STATED TASK —
In the records, rewrite the stretch from the line containing "dishwasher handle shown in the photograph." through the line containing "[0,175,62,276]", swapping "chrome faucet" for "stainless steel faucet" and leaving everything else intact.
-=-=-=-=-
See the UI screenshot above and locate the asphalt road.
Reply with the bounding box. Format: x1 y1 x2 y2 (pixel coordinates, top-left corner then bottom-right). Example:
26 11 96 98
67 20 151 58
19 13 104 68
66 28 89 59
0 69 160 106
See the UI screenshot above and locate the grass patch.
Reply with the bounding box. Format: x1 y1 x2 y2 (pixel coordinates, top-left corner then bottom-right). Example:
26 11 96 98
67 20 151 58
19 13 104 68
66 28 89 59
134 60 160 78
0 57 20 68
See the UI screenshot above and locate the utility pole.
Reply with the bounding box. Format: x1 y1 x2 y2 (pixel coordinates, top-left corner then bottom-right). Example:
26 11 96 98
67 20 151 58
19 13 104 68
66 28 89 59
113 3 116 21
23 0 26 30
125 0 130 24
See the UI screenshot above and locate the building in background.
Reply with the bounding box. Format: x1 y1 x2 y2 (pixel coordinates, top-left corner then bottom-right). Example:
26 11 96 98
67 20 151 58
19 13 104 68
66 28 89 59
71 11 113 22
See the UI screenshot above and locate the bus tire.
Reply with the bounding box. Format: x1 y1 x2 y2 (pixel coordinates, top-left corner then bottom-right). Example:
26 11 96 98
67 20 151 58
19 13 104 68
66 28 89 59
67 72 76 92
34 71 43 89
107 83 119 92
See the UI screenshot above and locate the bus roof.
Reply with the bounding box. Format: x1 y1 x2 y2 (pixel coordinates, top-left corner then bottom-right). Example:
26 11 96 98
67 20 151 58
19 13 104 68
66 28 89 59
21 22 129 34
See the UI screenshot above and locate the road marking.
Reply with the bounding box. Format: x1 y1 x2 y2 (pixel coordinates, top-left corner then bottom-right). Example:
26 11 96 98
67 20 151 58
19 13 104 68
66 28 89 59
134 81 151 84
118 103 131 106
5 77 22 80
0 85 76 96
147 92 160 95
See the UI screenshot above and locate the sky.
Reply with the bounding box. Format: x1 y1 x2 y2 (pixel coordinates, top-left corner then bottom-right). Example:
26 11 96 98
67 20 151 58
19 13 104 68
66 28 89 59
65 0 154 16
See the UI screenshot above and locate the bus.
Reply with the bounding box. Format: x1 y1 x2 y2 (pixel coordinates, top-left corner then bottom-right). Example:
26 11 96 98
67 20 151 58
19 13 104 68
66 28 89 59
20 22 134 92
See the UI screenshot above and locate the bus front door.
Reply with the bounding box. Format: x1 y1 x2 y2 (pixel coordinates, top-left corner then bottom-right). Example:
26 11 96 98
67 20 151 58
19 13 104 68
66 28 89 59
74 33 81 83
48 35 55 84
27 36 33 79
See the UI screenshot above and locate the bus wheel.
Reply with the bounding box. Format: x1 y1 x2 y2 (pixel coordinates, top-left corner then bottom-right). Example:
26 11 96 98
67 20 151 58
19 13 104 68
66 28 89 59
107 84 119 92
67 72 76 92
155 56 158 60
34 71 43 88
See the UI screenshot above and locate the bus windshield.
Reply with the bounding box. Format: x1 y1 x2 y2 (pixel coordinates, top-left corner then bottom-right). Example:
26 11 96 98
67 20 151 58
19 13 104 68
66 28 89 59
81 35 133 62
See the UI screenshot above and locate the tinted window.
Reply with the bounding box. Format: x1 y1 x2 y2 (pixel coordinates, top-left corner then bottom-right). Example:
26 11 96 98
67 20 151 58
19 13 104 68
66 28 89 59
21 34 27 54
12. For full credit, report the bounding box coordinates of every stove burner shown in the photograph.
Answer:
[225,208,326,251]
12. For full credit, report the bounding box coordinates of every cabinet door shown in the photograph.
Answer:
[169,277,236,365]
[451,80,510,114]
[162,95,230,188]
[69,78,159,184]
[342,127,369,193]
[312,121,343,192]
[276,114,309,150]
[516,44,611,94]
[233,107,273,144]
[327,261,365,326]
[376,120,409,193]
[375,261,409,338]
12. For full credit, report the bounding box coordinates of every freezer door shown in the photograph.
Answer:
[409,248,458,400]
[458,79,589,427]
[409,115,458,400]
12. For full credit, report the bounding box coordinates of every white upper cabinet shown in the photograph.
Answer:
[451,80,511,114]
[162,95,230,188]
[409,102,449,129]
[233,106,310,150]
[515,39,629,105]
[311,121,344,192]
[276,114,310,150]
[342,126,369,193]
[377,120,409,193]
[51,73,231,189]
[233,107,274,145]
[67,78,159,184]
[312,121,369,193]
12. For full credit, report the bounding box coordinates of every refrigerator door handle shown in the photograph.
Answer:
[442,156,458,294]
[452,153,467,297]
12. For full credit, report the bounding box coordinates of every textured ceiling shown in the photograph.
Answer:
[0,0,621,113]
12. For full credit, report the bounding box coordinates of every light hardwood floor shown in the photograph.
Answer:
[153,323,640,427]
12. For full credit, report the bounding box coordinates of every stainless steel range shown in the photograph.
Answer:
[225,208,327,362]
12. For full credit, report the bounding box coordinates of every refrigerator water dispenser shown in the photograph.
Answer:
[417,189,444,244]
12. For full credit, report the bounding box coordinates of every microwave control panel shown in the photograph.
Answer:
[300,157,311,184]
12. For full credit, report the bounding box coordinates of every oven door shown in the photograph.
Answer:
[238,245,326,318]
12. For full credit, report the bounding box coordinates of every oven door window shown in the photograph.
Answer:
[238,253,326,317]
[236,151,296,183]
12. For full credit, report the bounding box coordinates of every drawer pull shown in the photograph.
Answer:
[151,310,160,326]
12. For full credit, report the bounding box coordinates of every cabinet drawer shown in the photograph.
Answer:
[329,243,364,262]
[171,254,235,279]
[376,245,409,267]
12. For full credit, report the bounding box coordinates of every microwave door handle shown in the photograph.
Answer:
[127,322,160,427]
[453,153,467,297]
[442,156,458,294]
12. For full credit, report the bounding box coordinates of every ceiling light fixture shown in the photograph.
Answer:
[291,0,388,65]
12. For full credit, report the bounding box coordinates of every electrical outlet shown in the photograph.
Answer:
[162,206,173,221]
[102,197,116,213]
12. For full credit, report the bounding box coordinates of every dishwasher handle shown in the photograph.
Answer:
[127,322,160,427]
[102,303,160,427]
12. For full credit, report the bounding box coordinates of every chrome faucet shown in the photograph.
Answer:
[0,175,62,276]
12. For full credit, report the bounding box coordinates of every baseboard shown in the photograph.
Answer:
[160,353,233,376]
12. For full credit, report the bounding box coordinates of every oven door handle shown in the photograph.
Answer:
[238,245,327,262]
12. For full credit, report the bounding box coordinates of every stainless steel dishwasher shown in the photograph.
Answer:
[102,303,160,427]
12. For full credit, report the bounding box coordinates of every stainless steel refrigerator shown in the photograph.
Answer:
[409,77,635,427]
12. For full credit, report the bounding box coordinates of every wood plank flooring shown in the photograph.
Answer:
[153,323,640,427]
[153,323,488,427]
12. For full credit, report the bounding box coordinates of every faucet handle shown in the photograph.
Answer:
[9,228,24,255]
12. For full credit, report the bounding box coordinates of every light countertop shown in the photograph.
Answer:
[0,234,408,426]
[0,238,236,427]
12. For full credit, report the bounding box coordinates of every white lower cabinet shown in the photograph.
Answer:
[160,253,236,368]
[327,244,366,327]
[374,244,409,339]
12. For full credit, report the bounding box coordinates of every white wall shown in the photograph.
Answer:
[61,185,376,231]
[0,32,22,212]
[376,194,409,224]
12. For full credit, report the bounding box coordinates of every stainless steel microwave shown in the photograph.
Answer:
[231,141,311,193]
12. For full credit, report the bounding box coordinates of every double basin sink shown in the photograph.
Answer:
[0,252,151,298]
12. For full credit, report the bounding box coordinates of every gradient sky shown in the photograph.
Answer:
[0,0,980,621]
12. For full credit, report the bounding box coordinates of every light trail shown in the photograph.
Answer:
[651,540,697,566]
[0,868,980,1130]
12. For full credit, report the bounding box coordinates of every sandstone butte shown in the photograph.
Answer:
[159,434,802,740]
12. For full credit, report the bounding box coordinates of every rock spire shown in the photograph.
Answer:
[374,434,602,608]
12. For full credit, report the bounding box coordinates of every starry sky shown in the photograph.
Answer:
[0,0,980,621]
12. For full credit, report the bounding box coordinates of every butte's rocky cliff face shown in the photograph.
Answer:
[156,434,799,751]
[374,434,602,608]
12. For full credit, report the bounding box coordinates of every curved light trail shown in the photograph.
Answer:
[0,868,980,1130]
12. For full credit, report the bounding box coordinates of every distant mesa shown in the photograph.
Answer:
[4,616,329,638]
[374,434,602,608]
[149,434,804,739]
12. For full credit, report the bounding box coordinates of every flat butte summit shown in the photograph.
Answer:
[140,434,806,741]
-=-=-=-=-
SOLVED EXERCISE —
12. For full credit, report the bounding box coordinates of every dishwasher handle shown in the photograph.
Answer:
[127,322,160,427]
[102,303,160,427]
12. For full credit, report the bounding box coordinates of every stainless steel faucet shown in the photograph.
Answer:
[0,175,62,276]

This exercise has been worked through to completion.